Begin
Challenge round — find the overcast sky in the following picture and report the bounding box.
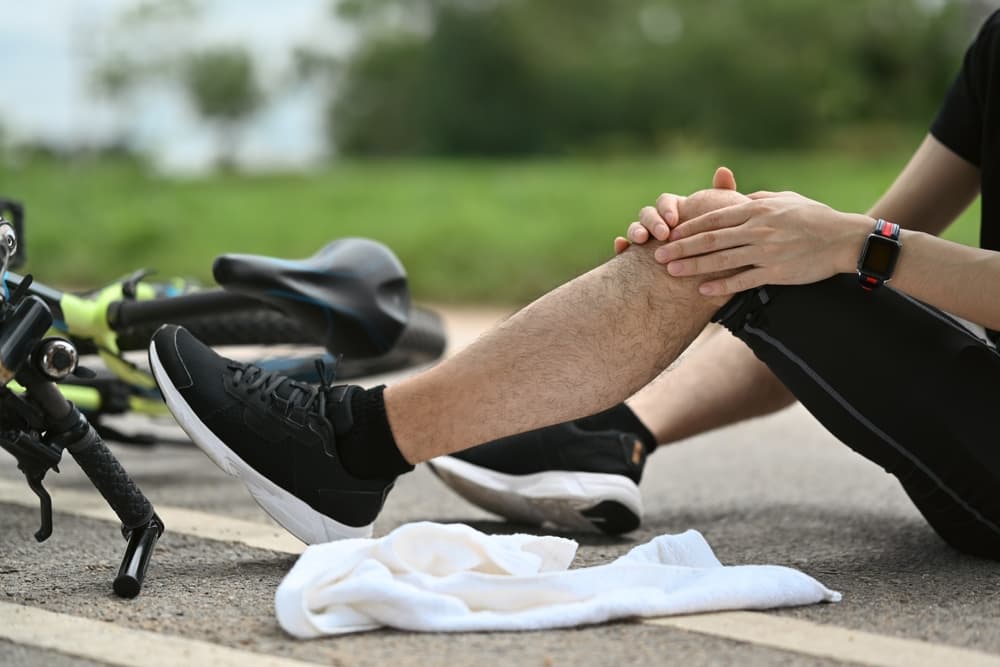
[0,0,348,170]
End
Begin
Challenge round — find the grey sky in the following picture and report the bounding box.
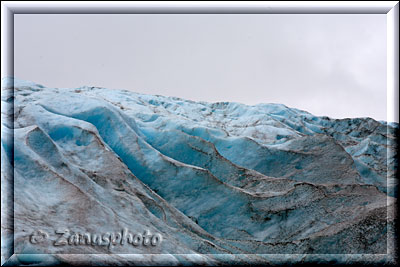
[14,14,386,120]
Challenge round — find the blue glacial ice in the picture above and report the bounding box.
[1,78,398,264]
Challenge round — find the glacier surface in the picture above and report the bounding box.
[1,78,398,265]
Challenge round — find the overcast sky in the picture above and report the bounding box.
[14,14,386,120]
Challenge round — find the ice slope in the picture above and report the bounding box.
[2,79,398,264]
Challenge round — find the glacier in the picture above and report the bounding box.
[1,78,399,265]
End
Begin
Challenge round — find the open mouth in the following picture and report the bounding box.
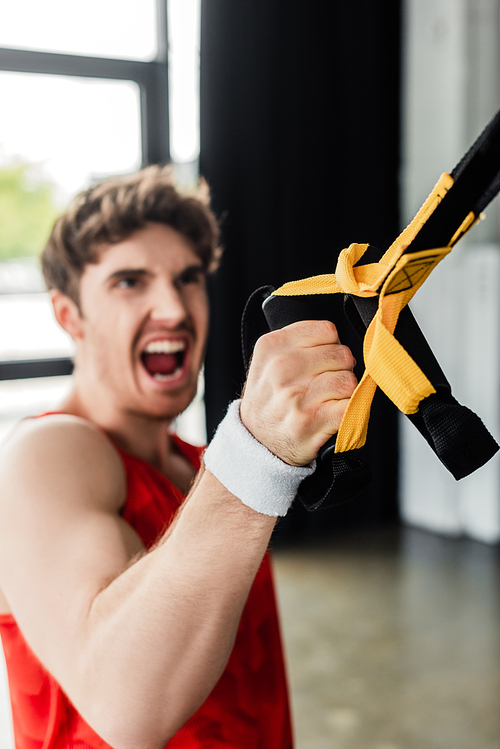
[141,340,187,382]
End
> [Task brief] Repeat the records between the lines holding "Challenge round — find the overcast sky in the picture" and "[1,78,399,265]", inclusive, requests included, and add 13 to every coordinate in each bounding box given as an answer.

> [Answer to the problem]
Challenge round — find the overcast sky in the picture above and report the bounding box.
[27,27,399,133]
Challenge round — find the ice slope in the picture above and report the bounding box.
[15,92,411,277]
Challenge round — find the glacier in the picture above and report the bounding box.
[14,91,412,278]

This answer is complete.